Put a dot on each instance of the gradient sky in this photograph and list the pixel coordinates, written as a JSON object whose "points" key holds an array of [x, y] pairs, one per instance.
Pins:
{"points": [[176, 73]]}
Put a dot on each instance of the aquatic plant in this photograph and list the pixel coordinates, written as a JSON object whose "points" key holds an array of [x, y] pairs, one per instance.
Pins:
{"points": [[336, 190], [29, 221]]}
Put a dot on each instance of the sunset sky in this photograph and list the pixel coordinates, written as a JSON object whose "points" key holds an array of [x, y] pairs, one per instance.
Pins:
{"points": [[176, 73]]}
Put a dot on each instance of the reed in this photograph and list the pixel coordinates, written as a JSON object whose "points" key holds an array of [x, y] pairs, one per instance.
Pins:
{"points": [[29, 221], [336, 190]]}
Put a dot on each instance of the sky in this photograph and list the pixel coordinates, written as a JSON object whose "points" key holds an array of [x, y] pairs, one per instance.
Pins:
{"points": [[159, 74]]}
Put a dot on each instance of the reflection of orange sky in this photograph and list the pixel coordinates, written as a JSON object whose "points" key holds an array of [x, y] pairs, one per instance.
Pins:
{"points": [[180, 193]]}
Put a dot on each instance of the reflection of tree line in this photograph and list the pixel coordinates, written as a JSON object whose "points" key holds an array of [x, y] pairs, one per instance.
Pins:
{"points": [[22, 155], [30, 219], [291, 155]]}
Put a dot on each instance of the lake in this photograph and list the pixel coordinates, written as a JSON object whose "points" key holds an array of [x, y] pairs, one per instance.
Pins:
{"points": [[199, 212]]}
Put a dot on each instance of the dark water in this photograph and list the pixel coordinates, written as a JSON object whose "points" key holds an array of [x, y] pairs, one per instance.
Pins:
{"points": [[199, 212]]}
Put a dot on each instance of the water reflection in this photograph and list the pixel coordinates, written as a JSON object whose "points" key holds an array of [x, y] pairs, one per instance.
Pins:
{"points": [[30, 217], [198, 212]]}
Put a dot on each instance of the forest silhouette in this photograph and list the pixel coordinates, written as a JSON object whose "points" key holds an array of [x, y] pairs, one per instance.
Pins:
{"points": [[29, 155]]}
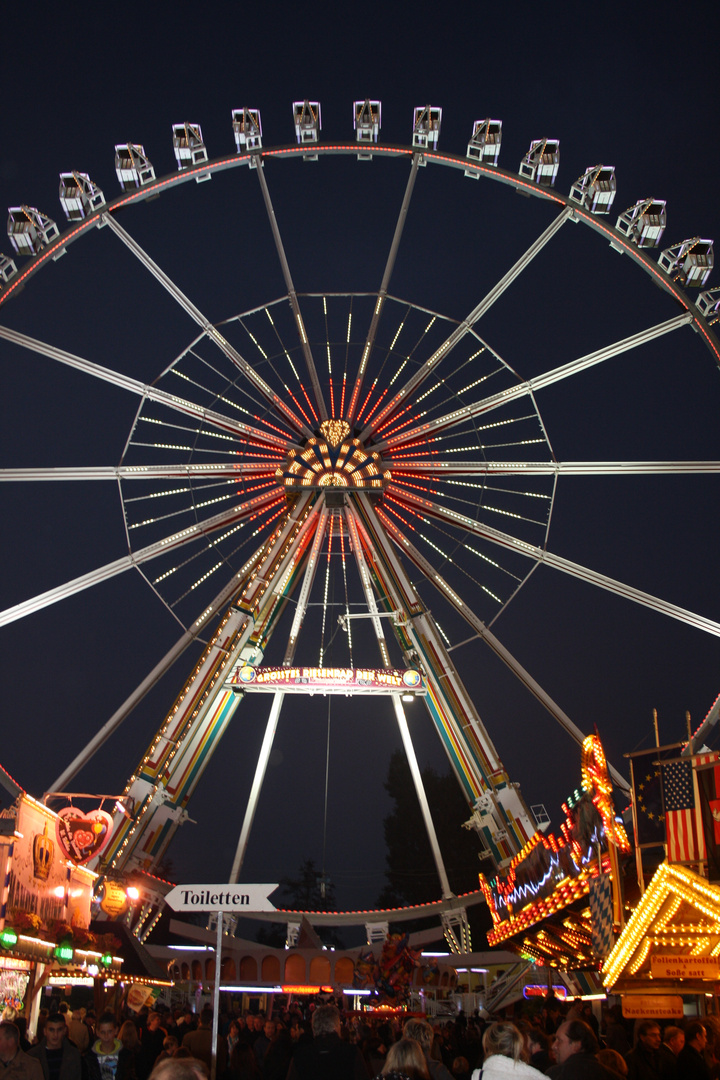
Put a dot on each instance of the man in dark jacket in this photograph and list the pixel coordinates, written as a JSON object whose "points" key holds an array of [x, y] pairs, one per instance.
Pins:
{"points": [[59, 1058], [14, 1063], [327, 1056], [575, 1048], [643, 1062], [691, 1062]]}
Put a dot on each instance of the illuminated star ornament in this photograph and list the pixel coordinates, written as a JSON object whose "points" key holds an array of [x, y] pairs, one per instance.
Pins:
{"points": [[333, 459]]}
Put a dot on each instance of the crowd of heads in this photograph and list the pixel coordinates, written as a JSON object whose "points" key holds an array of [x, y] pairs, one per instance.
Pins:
{"points": [[544, 1037]]}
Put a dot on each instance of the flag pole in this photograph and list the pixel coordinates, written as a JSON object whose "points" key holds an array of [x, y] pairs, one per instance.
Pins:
{"points": [[638, 853]]}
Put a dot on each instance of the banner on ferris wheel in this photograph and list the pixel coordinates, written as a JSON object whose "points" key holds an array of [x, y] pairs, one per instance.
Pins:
{"points": [[347, 680], [221, 898]]}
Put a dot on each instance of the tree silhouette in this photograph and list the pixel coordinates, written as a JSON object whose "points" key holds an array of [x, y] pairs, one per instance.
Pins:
{"points": [[410, 867]]}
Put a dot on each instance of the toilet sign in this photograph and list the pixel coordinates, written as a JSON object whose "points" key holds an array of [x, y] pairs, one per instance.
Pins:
{"points": [[221, 898]]}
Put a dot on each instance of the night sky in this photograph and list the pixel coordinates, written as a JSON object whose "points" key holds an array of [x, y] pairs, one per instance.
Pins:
{"points": [[633, 86]]}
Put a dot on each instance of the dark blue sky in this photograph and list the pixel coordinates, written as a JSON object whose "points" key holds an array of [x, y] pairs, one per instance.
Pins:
============================================================
Recast all of the entries above as a numbered list with one line per item, leaving out any blank lines. Do not include the pictures in your answer.

1. Put a dot on each instance of the gradient sky in this photograph and list the pixel coordinates, written as a JSON object whose "points" key holds an array of [x, y] pairs, one per instance.
2. Pins:
3. {"points": [[176, 73]]}
4. Put a dot on each instance of the aquatic plant in this photograph and list the pixel coordinates, written as a JSON object whose "points" key holds an array of [x, y] pairs, one per instance.
5. Pins:
6. {"points": [[336, 190], [29, 221]]}
7. Put a dot on each instance of the sunset sky in this photograph and list the pixel coordinates, written as a JSON object whose "points" key holds an array of [x, y] pairs, one per instance.
8. Pins:
9. {"points": [[176, 73]]}
10. Put a dot on each instance of the reed in this photograph and list the pixel coordinates, written as a JSON object whose "points" key holds an array of [x, y] pairs, one per instance.
11. Pins:
12. {"points": [[29, 221], [336, 190]]}
13. Put a dot on each instance of the sky in this photograph and list the pixel coordinates, written as a JSON object whose "points" key holds an array of [x, y] pairs, one per instance.
14. Pins:
15. {"points": [[159, 74]]}
16. Put a dot on each instance of the reflection of orange sky in this photograph and list the pixel coordinates, written as a JSON object whose "points" key holds an array of [x, y] pairs, one per instance.
17. Pins:
18. {"points": [[180, 193]]}
19. Put a dot on each instance of the reflection of tree line in this photograph and list the pixel coordinates, written as a JSON object whose "points" key holds an array of [x, y] pairs, one per instance.
20. Pins:
21. {"points": [[22, 155], [30, 219], [291, 155]]}
22. Put a dot on each instance of the lake in this photograph and list the pixel coordinates, written as a JSON object whose "points" key holds an array of [x, y] pairs, one per instance.
23. Pins:
24. {"points": [[199, 212]]}
25. Put a dot on each instance of the dark water in this photograph and list the pixel coordinates, written as a JSON object whose "points" key holds an array of [x, y] pairs, one per instance.
26. Pins:
27. {"points": [[199, 212]]}
28. Put a dot on each instance of the water reflection in this photograph and list the pixel coordinates, written as a JSON object whose "points" key holds an array of [x, y] pairs, one per instance.
29. Pins:
30. {"points": [[30, 217], [198, 212]]}
31. Put a dot on each instance of the forest silhouette in this photograph and list the pixel coordinates, written as a JSON object whose "points" key holds an array of [x, y] pairs, one per instance.
32. Pins:
33. {"points": [[29, 155]]}
34. Put a dot on each instance of the man in dark jacket in this photograph and list the pixel coordinates, written as a JSON object whose "points" key holds an array of [x, y] pairs, one per instance.
35. Pins:
36. {"points": [[59, 1058], [14, 1063], [327, 1056], [575, 1048], [643, 1062], [691, 1062]]}
37. Put a dot on each instance of the illuminated star ornament in this photograph and list the pixel coordinates, written as a JSON object whose "points" key holds an array of [x, y] pairs, one per instance.
38. Pins:
39. {"points": [[333, 459]]}
40. Put a dot on each instance of the crowd of heads in this photograph and list the pixel coordinates, written as a JSON object whose "points" key holds an array of [x, y] pairs, one per instance.
41. Pins:
42. {"points": [[544, 1037]]}
43. Put a dot on each instance of the flag pole in this photograph and list the pixel coordinates, written as a JSON object whose "points" key holds an array of [x, y] pairs, one per instance.
44. Pins:
45. {"points": [[638, 853]]}
46. Put a dot on each instance of the banner on ferris wheel in this photograph and list the pixel coordinates, written as a JSON object whose "points" key holds an array of [x, y] pairs, one per instance.
47. Pins:
48. {"points": [[347, 680], [221, 898]]}
49. Put a dot on each instance of the tree silhouette in this photograph and list the pixel coordinates, written as a JSON object whose "points" key holds an array of [x, y] pairs, one per instance.
50. Pins:
51. {"points": [[410, 867]]}
52. Put a dot on each instance of the toilet sign in this photograph and list the pixel coordinates, written as a JSON object whose "points" key holds an array of [x, y] pairs, one per instance.
53. Pins:
54. {"points": [[221, 898]]}
55. Put a dot on each instance of the night sky in this photograph and list the pixel coordinates, written as a JSON object whose "points" key holds an array of [x, y] pairs, one per instance.
56. Pins:
57. {"points": [[633, 86]]}
58. Put a dot on each instance of the dark blue sky in this photograph and list the pixel coordinates, written as a JSON object whose "points" key holds an array of [x, y] pairs, one per instance.
59. Pins:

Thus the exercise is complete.